DATA SUPPLIED:

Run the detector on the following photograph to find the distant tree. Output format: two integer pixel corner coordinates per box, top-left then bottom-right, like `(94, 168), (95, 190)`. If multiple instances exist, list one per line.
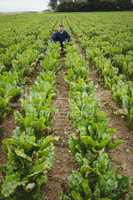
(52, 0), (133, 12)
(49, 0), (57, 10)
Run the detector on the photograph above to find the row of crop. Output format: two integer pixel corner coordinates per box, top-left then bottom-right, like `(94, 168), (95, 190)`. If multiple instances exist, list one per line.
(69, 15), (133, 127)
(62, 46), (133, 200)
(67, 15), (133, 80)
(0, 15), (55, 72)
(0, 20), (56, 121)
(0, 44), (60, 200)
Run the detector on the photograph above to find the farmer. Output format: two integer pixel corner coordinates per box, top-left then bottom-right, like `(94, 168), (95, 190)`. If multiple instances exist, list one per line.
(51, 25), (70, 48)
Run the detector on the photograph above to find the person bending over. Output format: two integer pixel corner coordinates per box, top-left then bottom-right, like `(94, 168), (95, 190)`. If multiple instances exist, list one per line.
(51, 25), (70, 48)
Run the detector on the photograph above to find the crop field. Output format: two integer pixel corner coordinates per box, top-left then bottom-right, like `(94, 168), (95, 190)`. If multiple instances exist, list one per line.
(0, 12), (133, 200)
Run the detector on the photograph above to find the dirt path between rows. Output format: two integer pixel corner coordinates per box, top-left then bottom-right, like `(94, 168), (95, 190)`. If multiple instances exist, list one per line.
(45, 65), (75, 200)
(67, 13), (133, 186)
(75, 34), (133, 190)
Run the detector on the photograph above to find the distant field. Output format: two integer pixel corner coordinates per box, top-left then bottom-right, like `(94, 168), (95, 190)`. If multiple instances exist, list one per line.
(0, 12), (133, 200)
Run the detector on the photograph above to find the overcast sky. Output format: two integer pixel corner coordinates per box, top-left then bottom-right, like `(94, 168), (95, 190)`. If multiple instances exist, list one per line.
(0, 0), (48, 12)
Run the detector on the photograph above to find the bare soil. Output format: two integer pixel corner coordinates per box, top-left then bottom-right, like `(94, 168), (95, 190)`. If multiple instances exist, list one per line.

PROBLEM STATEMENT: Replace "overcast sky" with "cloudy sky" in everything from the line containing "Run the detector on the photograph above to find the distant" down to the line containing "(0, 0), (48, 12)", and give back only those lines with nothing else changed.

WRITTEN ANSWER:
Run the detector on the photograph above to find the distant field. Output format: two integer pixel corner coordinates per box, top-left then bottom-right, like `(94, 168), (95, 190)`. If multiple instances exist, list one per line.
(0, 12), (133, 200)
Run the detector on the photograph above to find the cloudy sky. Output format: two integer pixel corner coordinates per box, top-left then bottom-right, like `(94, 168), (95, 190)`. If multiple instances exist, list one per line.
(0, 0), (48, 12)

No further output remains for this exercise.